**Aufgabe 1:**
Gib an, wie alt Timothy Chandler laut dem Seitentext ist.

─── Seitentext

Kevin Trapp von Eintracht Frankfurt beim Training
Ein Rückhalt wäre gut: Kevin Trapp. © Jan Huebner/Imago

Der hessische Bundesligist Eintracht Frankfurt richtet sich offenbar auf ein Jahr des Umbruchs und der Neujustierung ein.

Frankfurt – Der Frischling legt vor, das Urgestein zieht nach. Nachdem Mittelstürmer Sam Lammers also schon fand, die Leistung der Frankfurter Eintracht gegen den 1. FC Köln sei ganz prima gewesen, weshalb er, seit nicht mal einem Monat am Main daheim, stolz auf die Mannschaft sei, flankierte der alte Hase Timothy Chandler ganz ungeniert: „Ich bin einfach stolz auf die Jungs, wie wir alle dagegenhalten haben.“ Nun ja. Ist so eine Sache mit dem Stolz.

Stolz konnten die Frankfurter sicher über das dramatische Ausscheiden im Elfmeterschießen an der Stamford Bridge gegen Chelsea London sein, Europa League, Halbfinale, 2019. Oder, klar, auf den DFB-Pokal-Triumph 2018 gegen die Bayern, oder auch als Niko Kovac die Mission Impossible 2016 zu einem guten Ende brachte und die Eintracht in der Relegation gegen den 1.FC Nürnberg doch noch in der Klasse hielt. Fraglos. Aber nach einem wilden Gewusel und einem schmucklosen eins zu eins zu Hause gegen den Fast-Absteiger der Vorsaison? Die Zeiten haben sich geändert.

Nach dem Stotterstart mit zwei Niederlagen und einer langen Remis-Serie geht es der Eintracht zurzeit gar nicht darum, einen Gegner zu dominieren oder ihm mit spielerischen Mitteln zu begegnen, die Herangehensweise gegen den 1.FC Köln war ganz bewusst eine andere: lange Bälle, nicht zurückziehen, aufopfern, Haltung zeigen.

Eintracht Frankfurt: Chandler, das Sinnbild

Und sei es, mit einer klaffenden Platzwunde am Hinterkopf und einem Turban durchzuhalten – Timmy Chandler als Sinnbild. Frei nach dem Motto: Kampf bis zum letzten Tropfen. Daichi Kamada, der körperlos spielende Freigeist, blieb daher gleich draußen, Jens Petter Hauge, ein wuchtiger Offensiver, durfte ran.

Der 31-jährige Chandler war denn auch vollauf zufrieden mit dem Erlebten und Gebotenen. „Wir haben große Leidenschaft an den Tag gelegt. Wir wollten den Fans zeigen, dass wir alles versuchen“, sagte der Verteidiger. „Das muss nicht immer über spielerische Lösungen gehen. Ab und an tut es auch mal ein langer Ball nach vorne.“ Ab und an? Vielmehr war es Langholz in der Dauerschleife. Und dann: Gewurschtel drumherum. Wohlgemerkt: Als Eintracht Frankfurt, Fünfter der Vorsaison und mit Profis bestückt, die sehr wohl Fußball spielen können – wenn man sie denn ließe. Die Erwartungen und Ansprüche (an sich selbst) sind offenbar gesunken.

──────
─── Datenauszug

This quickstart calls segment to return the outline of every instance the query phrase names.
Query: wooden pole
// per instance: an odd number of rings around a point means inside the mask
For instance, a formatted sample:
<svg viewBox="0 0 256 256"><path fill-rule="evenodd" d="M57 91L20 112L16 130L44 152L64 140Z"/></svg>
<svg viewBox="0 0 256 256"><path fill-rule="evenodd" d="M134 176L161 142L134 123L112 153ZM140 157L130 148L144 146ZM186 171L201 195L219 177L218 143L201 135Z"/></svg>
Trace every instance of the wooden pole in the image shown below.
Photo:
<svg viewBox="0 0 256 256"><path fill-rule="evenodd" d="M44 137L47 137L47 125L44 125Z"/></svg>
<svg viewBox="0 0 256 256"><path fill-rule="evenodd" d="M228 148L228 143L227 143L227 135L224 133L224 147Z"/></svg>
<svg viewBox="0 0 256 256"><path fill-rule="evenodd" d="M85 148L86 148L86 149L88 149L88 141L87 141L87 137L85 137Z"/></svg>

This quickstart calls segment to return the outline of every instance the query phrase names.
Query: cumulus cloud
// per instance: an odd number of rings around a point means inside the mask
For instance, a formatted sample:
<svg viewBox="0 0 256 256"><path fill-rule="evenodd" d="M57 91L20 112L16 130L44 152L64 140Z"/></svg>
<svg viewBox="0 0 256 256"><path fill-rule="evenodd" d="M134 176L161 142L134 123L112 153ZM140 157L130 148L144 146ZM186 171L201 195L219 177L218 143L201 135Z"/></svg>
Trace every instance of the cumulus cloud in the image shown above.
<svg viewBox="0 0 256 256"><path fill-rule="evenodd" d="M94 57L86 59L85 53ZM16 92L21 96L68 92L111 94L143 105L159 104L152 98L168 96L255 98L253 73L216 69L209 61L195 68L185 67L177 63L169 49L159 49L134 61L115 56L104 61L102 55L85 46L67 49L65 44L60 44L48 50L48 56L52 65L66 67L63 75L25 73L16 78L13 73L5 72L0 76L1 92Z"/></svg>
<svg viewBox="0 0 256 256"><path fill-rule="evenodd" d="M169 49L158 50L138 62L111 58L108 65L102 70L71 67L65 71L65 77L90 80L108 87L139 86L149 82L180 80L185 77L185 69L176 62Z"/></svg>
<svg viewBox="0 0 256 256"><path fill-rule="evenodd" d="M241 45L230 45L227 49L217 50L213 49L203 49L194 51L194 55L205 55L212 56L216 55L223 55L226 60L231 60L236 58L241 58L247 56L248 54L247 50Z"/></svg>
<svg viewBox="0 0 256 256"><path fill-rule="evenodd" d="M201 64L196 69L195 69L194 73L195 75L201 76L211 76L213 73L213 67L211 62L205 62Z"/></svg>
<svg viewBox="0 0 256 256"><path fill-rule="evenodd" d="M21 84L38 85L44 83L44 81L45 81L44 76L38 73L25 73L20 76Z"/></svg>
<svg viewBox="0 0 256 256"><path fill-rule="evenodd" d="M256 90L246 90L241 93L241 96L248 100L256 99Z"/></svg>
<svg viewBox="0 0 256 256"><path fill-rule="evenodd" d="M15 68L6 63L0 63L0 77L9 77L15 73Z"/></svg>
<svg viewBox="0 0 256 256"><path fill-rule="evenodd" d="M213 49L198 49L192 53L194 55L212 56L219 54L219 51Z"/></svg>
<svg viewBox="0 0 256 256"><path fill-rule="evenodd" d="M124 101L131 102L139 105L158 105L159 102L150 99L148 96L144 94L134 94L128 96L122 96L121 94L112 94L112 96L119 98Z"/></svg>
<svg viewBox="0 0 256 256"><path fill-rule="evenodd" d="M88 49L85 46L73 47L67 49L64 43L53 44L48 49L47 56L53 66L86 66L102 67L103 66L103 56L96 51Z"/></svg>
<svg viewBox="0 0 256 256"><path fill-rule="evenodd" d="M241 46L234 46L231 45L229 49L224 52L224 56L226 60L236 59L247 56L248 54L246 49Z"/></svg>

──────

**Aufgabe 2:**
Zieh aus den Datensätzen jede Zeile heraus, die die Zeichenfolge „cloud“ enthält, und beachte dabei die Groß- und Kleinschreibung.

**Ausgabe 1:**
Timothy Chandler ist 31 Jahre alt.

**Ausgabe 2:**
Query: cumulus cloud
Trace every instance of the cumulus cloud in the image shown above.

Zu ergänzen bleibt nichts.